READING PASSAGE →
Different translation dynamics of β- and γ-actin regulates cell migration

beta- and gamma-cytoplasmic actins are ubiquitously expressed in every cell type and are nearly identical at the amino acid level but play vastly different roles in vivo. Their essential roles in embryogenesis and mesenchymal cell migration critically depend on the nucleotide sequences of their genes, rather than their amino acid sequences; however, it is unclear which gene elements underlie this effect. Here we address the specific role of the coding sequence in beta- and gamma-cytoplasmic actins' intracellular functions, using stable polyclonal populations of immortalized mouse embryonic fibroblasts with exogenously expressed actin isoforms and their 'codonswitched' variants. When targeted to the cell periphery using beta-actin 3' UTR; beta-actin and gamma-actin have differential effects on cell migration. These effects directly depend on the coding sequence. Singlemolecule measurements of actin isoform translation, combined with fluorescence recovery after photobleaching, demonstrate a pronounced difference in beta- and gamma-actins' translation elongation rates in cells, leading to changes in their dynamics at focal adhesions, impairments in actin bundle formation, and reduced cell anchoring to the substrate during migration. Our results demonstrate that coding sequence-mediated differences in actin translation play a key role in cell migration.

Automated summary

The study investigates the role of coding sequence in beta- and gamma-cytoplasmic actins' intracellular functions, revealing that differences in translation rates between the two actins affect their dynamics at focal adhesions, actin bundle formation, and cell migration. This coding sequence-mediated difference in actin translation plays a key role in cell migration.

SUPPLIED ENTRIES →
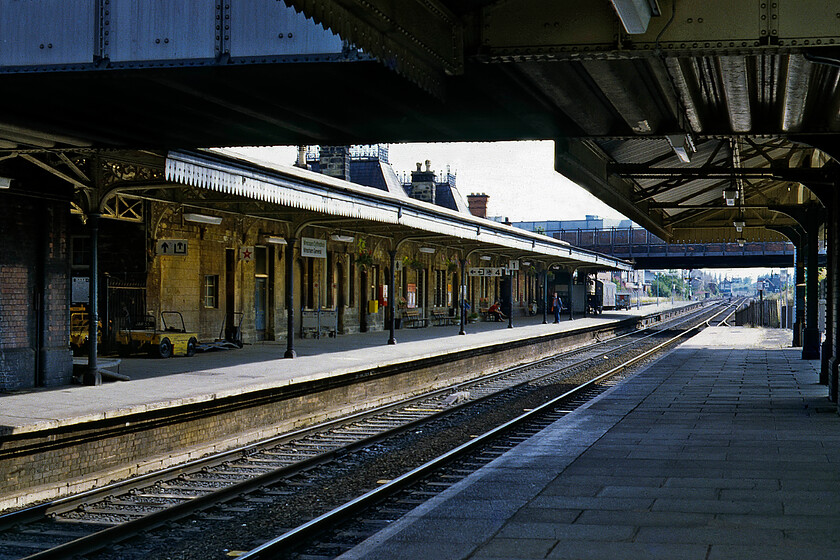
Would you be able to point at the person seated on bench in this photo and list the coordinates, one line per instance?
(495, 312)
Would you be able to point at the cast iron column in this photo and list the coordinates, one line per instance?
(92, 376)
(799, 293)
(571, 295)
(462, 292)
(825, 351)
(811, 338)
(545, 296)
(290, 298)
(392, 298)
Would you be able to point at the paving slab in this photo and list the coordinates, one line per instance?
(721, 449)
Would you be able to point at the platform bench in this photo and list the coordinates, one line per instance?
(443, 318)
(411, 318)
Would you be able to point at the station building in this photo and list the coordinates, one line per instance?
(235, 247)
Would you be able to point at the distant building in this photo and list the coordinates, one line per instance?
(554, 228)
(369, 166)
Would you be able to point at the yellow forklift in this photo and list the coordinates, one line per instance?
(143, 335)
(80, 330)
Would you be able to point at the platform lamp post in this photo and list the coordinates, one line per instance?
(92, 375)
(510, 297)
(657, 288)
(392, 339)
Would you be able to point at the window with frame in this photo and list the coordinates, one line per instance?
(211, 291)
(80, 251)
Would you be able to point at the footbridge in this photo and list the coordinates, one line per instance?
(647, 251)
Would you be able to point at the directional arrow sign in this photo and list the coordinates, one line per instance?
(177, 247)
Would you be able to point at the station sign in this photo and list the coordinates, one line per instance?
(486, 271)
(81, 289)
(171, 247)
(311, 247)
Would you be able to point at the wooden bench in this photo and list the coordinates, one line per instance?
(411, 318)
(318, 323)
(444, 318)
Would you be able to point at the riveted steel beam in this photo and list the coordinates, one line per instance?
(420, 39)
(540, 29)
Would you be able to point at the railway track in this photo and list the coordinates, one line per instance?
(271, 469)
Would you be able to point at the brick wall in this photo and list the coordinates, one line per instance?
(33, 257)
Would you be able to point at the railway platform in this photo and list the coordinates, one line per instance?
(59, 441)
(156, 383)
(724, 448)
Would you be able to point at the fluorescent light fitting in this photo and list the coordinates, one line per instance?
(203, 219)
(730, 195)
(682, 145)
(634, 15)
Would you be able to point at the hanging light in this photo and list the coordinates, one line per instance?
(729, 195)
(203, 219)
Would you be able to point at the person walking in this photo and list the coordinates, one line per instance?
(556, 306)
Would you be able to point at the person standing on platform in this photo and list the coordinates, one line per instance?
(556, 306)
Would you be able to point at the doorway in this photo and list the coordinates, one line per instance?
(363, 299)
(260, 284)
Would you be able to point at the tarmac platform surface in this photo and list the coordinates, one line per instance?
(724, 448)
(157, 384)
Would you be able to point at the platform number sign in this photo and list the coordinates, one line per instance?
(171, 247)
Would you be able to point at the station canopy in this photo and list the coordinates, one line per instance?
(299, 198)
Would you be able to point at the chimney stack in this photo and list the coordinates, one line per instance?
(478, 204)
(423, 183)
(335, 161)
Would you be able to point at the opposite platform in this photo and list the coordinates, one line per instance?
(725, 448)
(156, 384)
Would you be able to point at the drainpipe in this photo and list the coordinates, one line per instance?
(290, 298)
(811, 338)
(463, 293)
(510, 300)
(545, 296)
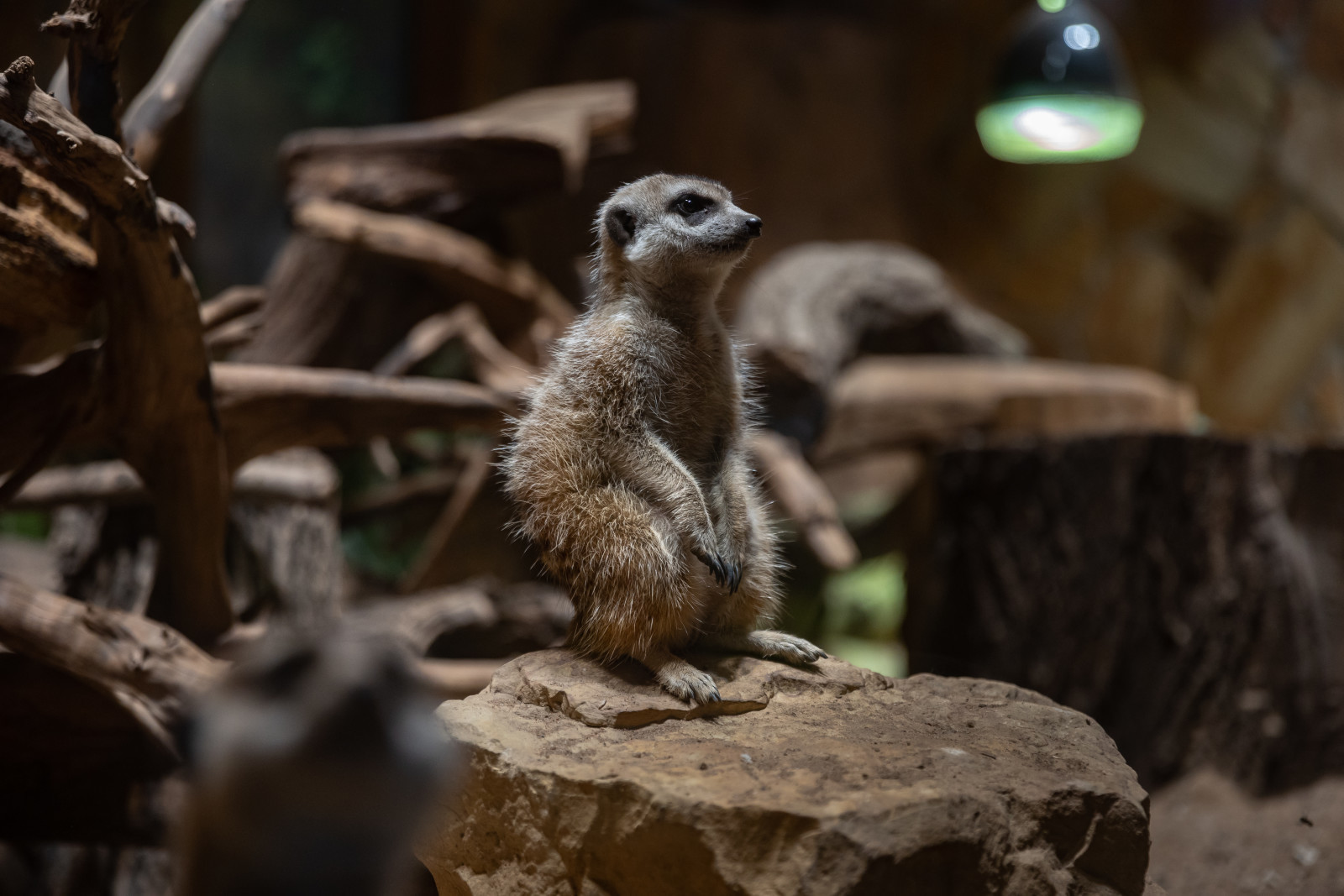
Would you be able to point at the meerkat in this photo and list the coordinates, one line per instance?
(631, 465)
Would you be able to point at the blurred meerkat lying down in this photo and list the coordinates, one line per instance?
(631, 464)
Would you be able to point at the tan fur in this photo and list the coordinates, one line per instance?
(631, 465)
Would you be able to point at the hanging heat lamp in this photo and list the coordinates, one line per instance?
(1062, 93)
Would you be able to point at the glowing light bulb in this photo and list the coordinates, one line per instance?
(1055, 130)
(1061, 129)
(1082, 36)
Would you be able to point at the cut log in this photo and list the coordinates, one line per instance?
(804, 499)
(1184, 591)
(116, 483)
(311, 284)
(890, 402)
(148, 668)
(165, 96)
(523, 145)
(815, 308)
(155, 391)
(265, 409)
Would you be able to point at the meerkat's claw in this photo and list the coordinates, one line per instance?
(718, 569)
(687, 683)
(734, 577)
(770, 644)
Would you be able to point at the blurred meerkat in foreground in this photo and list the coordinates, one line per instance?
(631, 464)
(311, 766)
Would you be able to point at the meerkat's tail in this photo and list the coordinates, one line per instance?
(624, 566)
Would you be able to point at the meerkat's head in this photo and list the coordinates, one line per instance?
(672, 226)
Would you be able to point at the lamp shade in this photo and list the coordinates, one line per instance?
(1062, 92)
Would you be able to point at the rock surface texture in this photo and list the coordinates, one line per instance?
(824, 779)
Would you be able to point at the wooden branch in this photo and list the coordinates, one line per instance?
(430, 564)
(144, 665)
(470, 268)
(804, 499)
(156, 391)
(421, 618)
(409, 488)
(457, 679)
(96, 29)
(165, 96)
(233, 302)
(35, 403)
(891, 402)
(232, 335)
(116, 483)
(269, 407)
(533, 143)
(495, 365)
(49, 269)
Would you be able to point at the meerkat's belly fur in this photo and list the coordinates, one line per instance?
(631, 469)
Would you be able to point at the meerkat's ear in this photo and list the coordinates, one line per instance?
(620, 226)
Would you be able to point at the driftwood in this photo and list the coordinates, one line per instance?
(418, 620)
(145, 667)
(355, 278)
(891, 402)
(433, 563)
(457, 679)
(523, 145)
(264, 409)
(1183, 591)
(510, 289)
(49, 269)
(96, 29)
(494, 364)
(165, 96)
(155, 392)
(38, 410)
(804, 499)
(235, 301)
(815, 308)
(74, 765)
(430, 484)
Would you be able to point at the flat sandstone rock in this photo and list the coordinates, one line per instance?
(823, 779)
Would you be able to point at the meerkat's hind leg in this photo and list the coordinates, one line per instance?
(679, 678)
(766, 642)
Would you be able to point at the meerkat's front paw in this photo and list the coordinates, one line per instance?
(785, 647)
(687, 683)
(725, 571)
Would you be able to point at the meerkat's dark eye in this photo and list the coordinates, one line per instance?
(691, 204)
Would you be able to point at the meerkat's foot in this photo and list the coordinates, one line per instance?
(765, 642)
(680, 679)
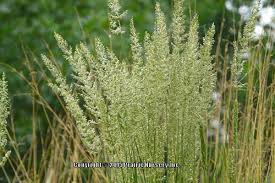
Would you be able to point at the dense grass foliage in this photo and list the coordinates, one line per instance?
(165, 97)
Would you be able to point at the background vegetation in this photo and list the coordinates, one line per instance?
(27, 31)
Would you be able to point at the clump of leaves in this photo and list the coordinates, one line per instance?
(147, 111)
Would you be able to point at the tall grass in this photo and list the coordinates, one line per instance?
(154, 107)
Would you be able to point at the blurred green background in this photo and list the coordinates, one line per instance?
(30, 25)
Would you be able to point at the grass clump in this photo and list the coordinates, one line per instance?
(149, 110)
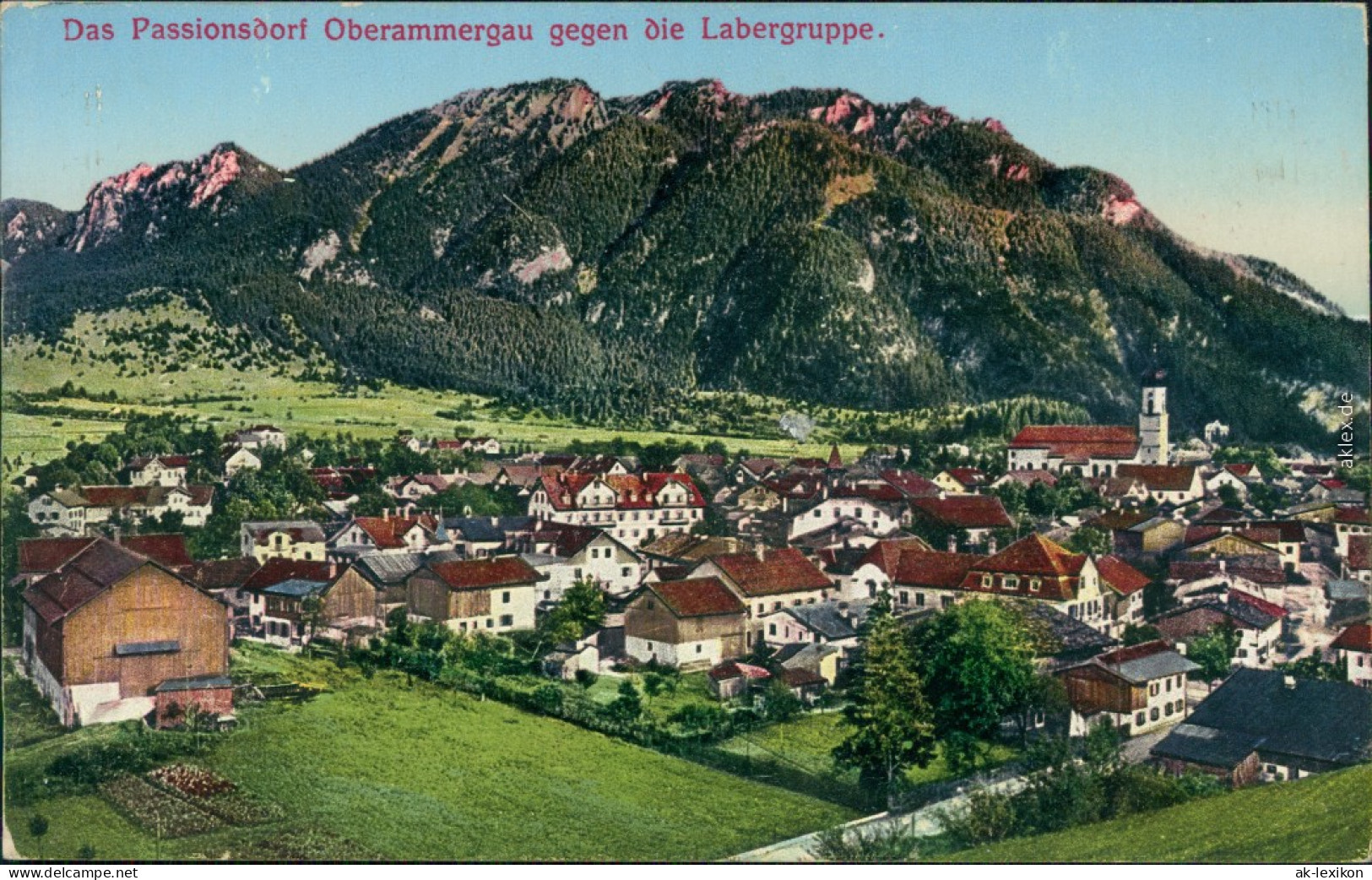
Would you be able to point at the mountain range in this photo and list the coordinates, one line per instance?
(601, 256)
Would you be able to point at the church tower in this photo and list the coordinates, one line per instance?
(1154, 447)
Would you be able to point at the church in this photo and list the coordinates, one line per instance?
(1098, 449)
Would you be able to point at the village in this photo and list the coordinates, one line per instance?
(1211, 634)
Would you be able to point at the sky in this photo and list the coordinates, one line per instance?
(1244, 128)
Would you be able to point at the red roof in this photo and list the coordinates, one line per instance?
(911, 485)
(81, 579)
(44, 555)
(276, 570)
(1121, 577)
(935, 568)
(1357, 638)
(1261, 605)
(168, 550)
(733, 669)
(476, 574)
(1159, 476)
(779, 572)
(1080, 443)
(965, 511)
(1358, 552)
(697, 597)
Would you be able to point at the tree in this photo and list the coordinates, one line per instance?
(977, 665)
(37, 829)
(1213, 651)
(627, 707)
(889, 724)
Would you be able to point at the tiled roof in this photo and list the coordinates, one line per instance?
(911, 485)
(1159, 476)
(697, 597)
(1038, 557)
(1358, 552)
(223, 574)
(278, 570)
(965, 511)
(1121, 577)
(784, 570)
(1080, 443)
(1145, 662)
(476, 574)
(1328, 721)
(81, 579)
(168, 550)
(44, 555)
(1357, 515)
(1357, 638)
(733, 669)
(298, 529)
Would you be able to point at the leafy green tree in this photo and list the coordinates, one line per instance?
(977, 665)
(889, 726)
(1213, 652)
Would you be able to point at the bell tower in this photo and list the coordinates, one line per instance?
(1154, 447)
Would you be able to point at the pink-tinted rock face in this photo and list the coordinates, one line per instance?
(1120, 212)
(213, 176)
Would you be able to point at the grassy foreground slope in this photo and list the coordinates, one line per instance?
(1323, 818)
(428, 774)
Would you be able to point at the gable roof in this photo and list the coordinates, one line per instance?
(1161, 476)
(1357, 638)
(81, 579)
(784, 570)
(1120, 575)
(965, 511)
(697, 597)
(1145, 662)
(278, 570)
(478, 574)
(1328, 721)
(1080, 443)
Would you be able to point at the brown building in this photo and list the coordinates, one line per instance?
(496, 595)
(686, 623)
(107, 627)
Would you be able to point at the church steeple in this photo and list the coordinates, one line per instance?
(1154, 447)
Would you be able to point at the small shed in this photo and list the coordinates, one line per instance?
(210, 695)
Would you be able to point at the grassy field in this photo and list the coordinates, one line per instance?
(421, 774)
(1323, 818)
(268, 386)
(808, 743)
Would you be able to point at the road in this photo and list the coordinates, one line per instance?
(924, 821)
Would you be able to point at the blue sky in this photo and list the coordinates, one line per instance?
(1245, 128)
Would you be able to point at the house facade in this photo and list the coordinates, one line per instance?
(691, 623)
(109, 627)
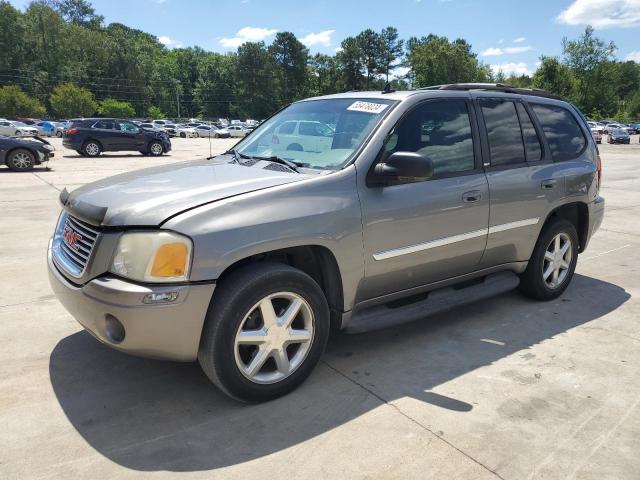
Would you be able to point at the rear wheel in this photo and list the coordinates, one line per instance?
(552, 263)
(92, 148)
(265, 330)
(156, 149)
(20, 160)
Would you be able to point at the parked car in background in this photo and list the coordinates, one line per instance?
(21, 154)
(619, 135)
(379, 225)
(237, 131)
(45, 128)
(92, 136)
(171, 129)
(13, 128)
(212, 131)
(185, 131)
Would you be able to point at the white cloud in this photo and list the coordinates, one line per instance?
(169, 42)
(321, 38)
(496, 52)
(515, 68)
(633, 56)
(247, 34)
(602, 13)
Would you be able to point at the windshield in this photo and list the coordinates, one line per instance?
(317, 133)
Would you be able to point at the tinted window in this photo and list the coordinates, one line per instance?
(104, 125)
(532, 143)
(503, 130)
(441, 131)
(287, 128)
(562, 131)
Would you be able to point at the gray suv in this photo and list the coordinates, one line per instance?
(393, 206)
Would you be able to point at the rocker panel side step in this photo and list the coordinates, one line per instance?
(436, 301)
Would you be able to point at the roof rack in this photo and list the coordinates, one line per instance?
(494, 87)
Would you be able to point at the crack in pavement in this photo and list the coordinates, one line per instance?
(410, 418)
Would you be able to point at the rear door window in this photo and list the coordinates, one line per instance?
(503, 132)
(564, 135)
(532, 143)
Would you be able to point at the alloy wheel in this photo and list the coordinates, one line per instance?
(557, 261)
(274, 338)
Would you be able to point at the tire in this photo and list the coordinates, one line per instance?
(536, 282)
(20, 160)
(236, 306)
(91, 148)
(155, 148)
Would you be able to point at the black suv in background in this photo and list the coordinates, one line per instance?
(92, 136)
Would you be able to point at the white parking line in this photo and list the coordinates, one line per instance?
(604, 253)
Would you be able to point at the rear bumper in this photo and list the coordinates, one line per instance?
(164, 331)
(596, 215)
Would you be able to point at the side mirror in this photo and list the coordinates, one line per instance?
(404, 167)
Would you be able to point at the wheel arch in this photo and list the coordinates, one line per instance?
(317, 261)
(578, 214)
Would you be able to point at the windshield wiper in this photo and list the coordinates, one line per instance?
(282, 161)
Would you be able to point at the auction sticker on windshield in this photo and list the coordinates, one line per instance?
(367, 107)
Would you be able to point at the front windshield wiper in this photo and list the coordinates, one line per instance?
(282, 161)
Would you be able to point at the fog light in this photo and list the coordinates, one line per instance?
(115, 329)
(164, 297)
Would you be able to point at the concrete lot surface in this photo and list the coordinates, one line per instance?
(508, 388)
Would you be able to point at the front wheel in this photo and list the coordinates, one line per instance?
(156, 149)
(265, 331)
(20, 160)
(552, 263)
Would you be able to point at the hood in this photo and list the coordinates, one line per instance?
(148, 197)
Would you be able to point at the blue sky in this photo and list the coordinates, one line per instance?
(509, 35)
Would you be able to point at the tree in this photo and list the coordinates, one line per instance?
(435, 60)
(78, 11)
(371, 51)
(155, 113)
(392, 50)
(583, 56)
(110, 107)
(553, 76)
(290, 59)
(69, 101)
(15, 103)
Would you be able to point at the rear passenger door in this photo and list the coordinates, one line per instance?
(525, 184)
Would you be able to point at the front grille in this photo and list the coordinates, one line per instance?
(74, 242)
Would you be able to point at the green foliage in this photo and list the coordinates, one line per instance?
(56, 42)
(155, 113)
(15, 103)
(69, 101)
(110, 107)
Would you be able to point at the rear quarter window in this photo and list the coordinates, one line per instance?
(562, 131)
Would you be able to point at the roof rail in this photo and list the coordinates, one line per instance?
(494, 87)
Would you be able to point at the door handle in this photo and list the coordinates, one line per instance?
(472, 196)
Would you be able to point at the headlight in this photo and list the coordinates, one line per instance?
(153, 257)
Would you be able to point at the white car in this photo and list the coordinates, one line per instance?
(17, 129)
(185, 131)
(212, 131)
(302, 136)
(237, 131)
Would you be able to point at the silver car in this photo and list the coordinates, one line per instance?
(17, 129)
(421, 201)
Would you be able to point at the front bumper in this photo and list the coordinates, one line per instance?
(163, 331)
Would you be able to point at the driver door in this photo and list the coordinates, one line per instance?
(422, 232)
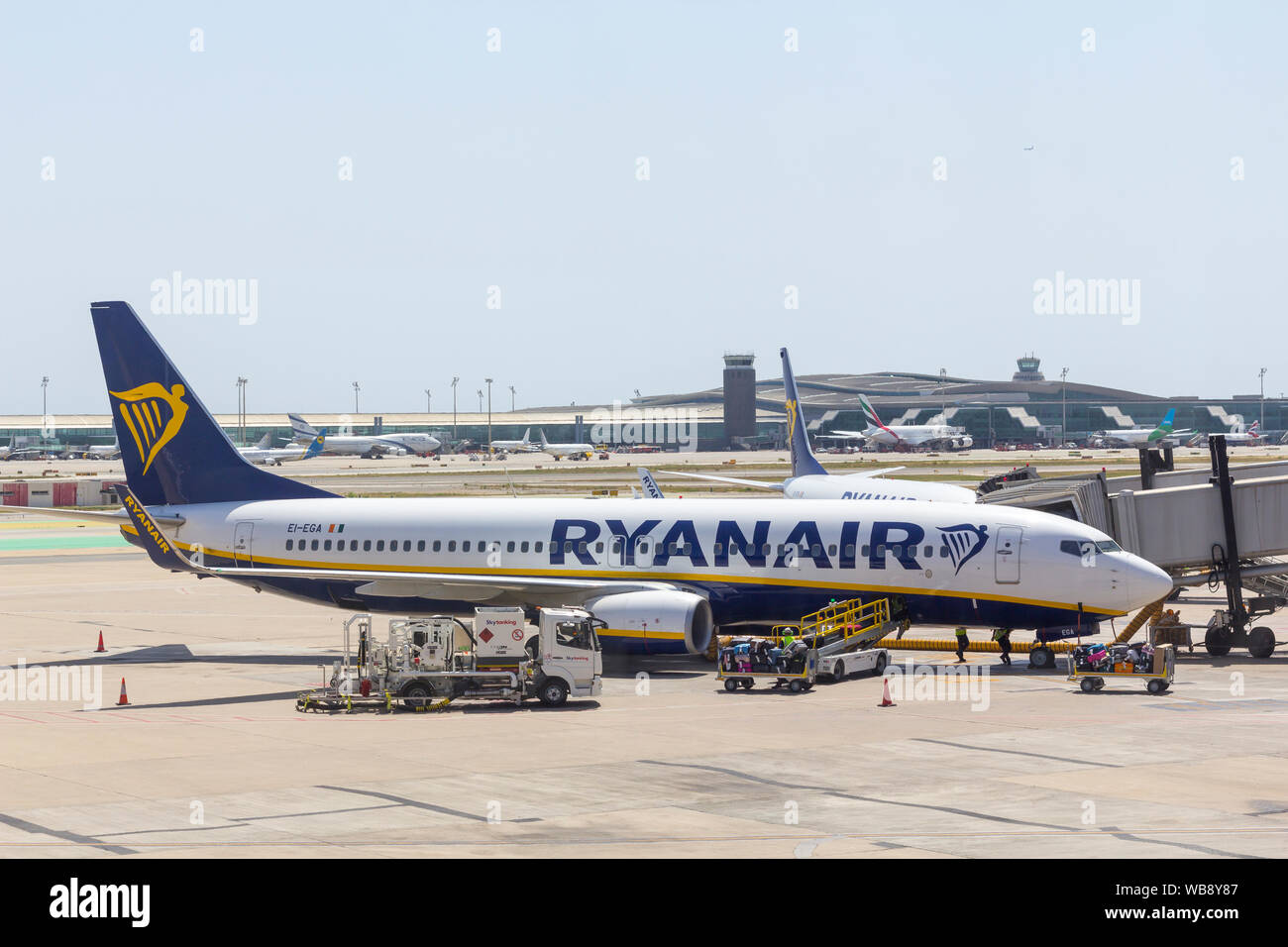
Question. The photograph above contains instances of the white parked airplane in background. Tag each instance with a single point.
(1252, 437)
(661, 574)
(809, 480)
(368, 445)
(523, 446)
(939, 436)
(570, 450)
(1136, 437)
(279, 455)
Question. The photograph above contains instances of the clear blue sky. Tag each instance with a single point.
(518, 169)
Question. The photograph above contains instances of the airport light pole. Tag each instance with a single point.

TASKS FOR THIS EXERCISE →
a – List the consequences that the abstract on actin translation says follow from the difference in β- and γ-actins' translation elongation rates in cells.
b – Reproduce word for word the stretch of the abstract on actin translation from "Automated summary" through "plays a key role in cell migration.".

EXERCISE RESPONSES →
a –
- Changes in their dynamics at focal adhesions
- Impairments in actin bundle formation
- Reduced cell anchoring to the substrate during migration

b –
Automated summary

The study investigates the role of coding sequence in beta- and gamma-cytoplasmic actins' intracellular functions, revealing that differences in translation rates between the two actins affect their dynamics at focal adhesions, actin bundle formation, and cell migration. This coding sequence-mediated difference in actin translation plays a key role in cell migration.